* Exercise instructions
Copy out all of these lines, changing "Annotation task" to "Labeling task" and leaving everything else as it is.

····················

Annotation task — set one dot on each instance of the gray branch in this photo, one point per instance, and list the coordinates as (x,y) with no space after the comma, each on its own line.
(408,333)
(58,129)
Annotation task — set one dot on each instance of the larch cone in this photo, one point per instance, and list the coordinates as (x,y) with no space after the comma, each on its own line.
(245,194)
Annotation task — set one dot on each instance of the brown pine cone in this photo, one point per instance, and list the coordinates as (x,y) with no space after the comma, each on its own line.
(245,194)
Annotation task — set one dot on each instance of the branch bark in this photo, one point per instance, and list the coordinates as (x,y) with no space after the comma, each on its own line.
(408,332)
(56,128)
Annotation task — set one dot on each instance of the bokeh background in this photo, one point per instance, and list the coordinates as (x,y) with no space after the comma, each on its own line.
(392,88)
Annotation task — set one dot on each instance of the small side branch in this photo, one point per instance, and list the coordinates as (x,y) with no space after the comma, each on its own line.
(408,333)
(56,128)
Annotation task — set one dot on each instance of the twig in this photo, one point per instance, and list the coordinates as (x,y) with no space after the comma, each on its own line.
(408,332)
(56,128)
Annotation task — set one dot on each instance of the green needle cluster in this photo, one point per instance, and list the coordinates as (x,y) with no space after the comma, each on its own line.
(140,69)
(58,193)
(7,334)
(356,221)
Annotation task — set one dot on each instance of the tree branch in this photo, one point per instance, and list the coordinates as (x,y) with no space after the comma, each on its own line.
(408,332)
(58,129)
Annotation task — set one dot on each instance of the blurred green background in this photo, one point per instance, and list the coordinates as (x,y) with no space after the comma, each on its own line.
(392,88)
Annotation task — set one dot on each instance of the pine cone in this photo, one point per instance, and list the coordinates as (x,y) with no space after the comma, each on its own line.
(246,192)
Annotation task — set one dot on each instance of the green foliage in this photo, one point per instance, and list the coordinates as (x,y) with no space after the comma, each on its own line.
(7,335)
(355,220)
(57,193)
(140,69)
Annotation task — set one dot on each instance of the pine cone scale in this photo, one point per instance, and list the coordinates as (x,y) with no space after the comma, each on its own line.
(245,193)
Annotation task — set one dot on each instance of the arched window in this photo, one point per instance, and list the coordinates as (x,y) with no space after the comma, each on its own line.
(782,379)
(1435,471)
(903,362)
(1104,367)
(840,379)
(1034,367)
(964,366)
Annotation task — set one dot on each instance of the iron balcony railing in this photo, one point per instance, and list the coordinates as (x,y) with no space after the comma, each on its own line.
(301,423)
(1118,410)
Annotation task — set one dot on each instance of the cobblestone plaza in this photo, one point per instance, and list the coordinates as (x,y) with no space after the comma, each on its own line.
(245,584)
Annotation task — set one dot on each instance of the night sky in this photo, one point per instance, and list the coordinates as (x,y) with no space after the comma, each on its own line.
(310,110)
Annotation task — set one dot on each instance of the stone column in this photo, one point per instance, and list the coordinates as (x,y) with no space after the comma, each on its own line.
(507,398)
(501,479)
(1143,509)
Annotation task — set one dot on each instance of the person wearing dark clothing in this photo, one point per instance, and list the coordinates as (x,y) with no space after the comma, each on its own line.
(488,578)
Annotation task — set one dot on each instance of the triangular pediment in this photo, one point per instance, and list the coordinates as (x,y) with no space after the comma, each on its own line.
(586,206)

····················

* Written response
Labeling task — set one dot on each instance of the gray branch in this photo, one point per instance, and list the coordinates as (x,y) with no space after the comma, each on its own line.
(408,333)
(58,129)
Labeling task — set one dot on each instance of the larch cone in this photo, one point per instance, and list the coordinates as (x,y) with no space after the comma, each on its own line.
(245,194)
Labeling task — set one dot on each instance of the brown pine cone in this photo, one point per instance, and list the coordinates as (x,y) with no space after the comma, each on its own line.
(245,194)
Labeling task — set one dot on each instance of the branch bark in this photo, one point per instance, and list the coordinates as (x,y) with no space after the comma, each on its own line.
(408,332)
(56,128)
Labeling task — set one dot on each instance of the bokeh background in this photo, one point per instance, and list the coordinates as (x,y) with no space after the comma, each on its own line.
(392,88)
Labeling task — set one dot on each instance of the small side branch in this photo, one point per instance, and list the coordinates as (x,y) with no space after the comma, each on its own line.
(408,333)
(56,128)
Labeling task — set one dot on each instance of the twig in this photo, one point per instance, and list the coordinates as (x,y) with no space after the comma, each on its own line.
(408,332)
(56,128)
Labeling task — set one dot on each instance of the green needle cluster in this photo, one point per instance, and list the coordinates as (x,y) with no space after the comma, each on its own line.
(140,69)
(58,193)
(7,334)
(356,221)
Labeling task — set one dot on each instance of the tree branch in this photo, one point per instance, and list the coordinates as (x,y) with no space after the comma, each on its own line.
(408,332)
(58,129)
Labeling task — set one dot on each instance of the blurred green background in this photo, one point per instance, and list the coordinates as (x,y) with no space after the comma, each on its own line.
(392,88)
Labeling task — set one dot on each instance of the pine cone in this photo, one point per instance, and list the coordinates as (x,y) with no space after the comma, each on its own line.
(246,192)
Labeling task — set one dot on each instance of the green foliage in this photo, one point per instance, and list the coordinates as (x,y) with no space after the comma, each on its own line.
(7,335)
(355,220)
(57,193)
(140,69)
Labeling task — set one dot on each instance of the pine cone scale in this photo, one point per instance, and list the coordinates as (x,y) with no space after the comma, each on its own line.
(245,193)
Labeling task — set one dot on each instance of the arched window in this photo, one point per instance, and list the coordinates as (x,y) with no space after the comma, each on its own line.
(782,379)
(1435,471)
(903,362)
(1104,367)
(840,379)
(1034,367)
(964,366)
Labeling task — set one dot on each instance of the iron balcony railing in this photo, one point per instance, and list the coordinates as (x,y) with no space after the comma, each on its own line.
(301,423)
(1118,410)
Labeling task — set one dot on each instance of the cobblestone plaza in this photo, one point per instance, and list the coordinates as (x,y) with no space after the comma, each on its own line.
(245,584)
Labeling task — set one dot on each instance of the night sky in this photo, one point per instance, and list the coordinates as (x,y) with no space after the comma, each on its own line.
(310,110)
Labeling task — set one dot on each instance of the stone column in this photo, one point per instance, and list the coordinates as (x,y) with no space after the comma, each on its own line.
(507,398)
(501,479)
(1143,509)
Labeling task — set one dot on each instance of the person wearing dark clothing in this photo, one point per instance, and list the coordinates as (x,y) with no space after the comma, each on its own line.
(488,578)
Labeling task — set one dot on each instance of the triangular pediment in this photo, one point per instance, and list the coordinates as (x,y) with no space after the comma, each on its own line.
(586,206)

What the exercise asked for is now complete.